## Task directions
Transcribe the material exactly. Images do not belong in the copy.

** start Provided material **

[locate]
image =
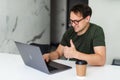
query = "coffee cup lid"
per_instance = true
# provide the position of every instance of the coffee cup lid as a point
(81, 62)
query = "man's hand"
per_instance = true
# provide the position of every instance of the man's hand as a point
(46, 57)
(69, 52)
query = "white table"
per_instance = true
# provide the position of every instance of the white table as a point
(13, 68)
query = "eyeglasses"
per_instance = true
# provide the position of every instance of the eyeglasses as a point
(75, 21)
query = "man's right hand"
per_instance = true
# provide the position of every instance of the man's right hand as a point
(46, 57)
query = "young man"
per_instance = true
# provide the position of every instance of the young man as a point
(82, 41)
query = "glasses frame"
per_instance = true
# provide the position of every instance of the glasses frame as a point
(76, 22)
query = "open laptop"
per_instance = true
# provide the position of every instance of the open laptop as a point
(32, 57)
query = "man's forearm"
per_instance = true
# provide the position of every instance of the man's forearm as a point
(54, 55)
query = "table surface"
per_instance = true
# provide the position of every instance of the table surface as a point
(13, 68)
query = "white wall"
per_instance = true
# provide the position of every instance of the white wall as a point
(107, 14)
(26, 21)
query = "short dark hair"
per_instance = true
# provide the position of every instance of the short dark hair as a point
(83, 9)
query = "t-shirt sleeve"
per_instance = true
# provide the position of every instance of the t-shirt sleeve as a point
(99, 37)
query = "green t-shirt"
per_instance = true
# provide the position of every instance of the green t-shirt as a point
(85, 43)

** end Provided material **

## Reply to the task
[locate]
image =
query = "coffee cup lid"
per_instance = true
# provide the position of every instance of the coffee cup lid as a point
(81, 62)
query = "man's hand"
per_instance = true
# provide the position of every instance of the man's hand as a point
(46, 57)
(69, 52)
query = "white table"
per_instance = true
# provide the position of every instance of the white table as a point
(13, 68)
query = "eyeglasses"
per_instance = true
# provide the position of every instance of the eyeglasses as a point
(75, 21)
query = "man's right hand"
per_instance = true
# provide the position of every instance of the man's right hand as a point
(46, 57)
query = "young man"
per_instance = true
# provide the position of every instance of the young man as a point
(82, 41)
query = "glasses frame"
per_instance = true
# provide the position of every instance of the glasses frame as a point
(76, 22)
query = "open laptop"
per_instance = true
# provide the position of every instance of the open laptop as a point
(32, 57)
query = "man's forearm"
per_instance = true
# provide the position of every instance of the man's forearm as a point
(54, 55)
query = "table surface"
per_instance = true
# provide the position of every instance of the table surface as a point
(13, 68)
query = "white wall"
per_instance = true
# provide the position of every instance of the white wall as a point
(107, 14)
(26, 21)
query = "short dark hair"
per_instance = true
# provide the position of every instance of the short dark hair as a point
(83, 9)
query = "t-shirt sleeve"
per_instance = true
# provide the position of every instance of the t-shirt sleeve as a point
(99, 37)
query = "green t-shirt"
per_instance = true
# provide the position of every instance of the green t-shirt as a point
(85, 43)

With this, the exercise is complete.